─── Raw data

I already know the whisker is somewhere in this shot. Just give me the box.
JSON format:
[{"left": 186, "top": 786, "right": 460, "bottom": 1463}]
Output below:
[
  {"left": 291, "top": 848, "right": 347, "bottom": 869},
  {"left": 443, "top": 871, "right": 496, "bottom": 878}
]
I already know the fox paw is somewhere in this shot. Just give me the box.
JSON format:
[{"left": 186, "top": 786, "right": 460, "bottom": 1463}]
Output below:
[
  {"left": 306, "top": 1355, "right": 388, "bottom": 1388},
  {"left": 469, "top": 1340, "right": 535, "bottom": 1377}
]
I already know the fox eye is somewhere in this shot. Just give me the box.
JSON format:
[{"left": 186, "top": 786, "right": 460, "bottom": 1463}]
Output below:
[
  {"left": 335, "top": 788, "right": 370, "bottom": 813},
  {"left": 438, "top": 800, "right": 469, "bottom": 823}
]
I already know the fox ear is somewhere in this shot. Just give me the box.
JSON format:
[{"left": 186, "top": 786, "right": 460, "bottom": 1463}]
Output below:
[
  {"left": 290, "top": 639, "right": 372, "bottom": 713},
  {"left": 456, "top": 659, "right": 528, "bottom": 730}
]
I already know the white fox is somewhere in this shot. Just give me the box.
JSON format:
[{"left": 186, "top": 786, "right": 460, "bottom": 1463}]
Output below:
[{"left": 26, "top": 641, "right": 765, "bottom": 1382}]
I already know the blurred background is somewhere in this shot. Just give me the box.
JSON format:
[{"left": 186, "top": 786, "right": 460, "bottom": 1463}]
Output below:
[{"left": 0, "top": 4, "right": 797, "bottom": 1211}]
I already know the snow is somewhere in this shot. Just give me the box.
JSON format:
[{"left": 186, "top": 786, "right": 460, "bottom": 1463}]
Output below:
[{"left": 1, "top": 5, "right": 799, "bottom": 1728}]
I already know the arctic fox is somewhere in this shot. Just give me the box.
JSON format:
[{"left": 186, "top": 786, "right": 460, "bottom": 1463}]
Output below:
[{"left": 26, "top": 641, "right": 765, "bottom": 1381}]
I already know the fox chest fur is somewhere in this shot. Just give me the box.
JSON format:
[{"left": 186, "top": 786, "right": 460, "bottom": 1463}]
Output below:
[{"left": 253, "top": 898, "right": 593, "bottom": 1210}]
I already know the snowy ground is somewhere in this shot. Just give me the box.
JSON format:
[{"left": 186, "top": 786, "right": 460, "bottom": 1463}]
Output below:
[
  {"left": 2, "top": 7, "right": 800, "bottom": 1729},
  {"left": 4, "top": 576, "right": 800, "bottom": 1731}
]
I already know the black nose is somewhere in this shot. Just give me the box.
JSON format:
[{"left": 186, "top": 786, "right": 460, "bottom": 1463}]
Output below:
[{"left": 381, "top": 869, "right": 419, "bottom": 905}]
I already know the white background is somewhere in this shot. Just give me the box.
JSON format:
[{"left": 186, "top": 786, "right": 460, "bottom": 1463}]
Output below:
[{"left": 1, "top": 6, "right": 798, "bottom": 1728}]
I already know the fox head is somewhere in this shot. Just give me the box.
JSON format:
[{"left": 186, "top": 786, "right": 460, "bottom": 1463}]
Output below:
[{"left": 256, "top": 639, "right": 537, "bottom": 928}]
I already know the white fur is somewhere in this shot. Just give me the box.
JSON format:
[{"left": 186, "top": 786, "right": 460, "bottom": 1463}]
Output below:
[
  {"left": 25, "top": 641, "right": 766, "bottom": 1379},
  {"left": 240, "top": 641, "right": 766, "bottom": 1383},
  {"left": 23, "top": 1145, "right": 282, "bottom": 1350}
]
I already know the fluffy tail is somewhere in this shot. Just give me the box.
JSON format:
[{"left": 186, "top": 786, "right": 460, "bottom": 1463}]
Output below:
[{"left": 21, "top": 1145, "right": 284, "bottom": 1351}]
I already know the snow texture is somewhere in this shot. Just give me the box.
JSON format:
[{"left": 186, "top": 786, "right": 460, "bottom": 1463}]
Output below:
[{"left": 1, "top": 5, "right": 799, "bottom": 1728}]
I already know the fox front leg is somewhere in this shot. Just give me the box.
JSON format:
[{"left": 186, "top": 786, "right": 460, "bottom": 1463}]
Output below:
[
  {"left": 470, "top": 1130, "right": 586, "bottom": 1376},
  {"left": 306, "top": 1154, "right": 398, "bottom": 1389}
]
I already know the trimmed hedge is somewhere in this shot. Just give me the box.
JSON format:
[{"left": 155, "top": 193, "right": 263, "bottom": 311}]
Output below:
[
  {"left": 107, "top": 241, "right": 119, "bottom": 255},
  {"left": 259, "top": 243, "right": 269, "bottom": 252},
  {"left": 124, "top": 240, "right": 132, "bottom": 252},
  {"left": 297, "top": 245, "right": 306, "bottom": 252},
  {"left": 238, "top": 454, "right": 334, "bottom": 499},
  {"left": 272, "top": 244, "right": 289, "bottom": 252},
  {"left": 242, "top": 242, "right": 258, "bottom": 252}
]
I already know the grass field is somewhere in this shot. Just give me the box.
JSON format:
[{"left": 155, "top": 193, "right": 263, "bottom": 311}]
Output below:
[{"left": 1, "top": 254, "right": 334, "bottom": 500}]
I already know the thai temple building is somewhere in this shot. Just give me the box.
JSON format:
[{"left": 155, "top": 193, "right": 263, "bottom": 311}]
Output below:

──────

> Aim of the task
Once every line of the listing that contains "background" has been counted, give the total and nothing else.

> Task response
2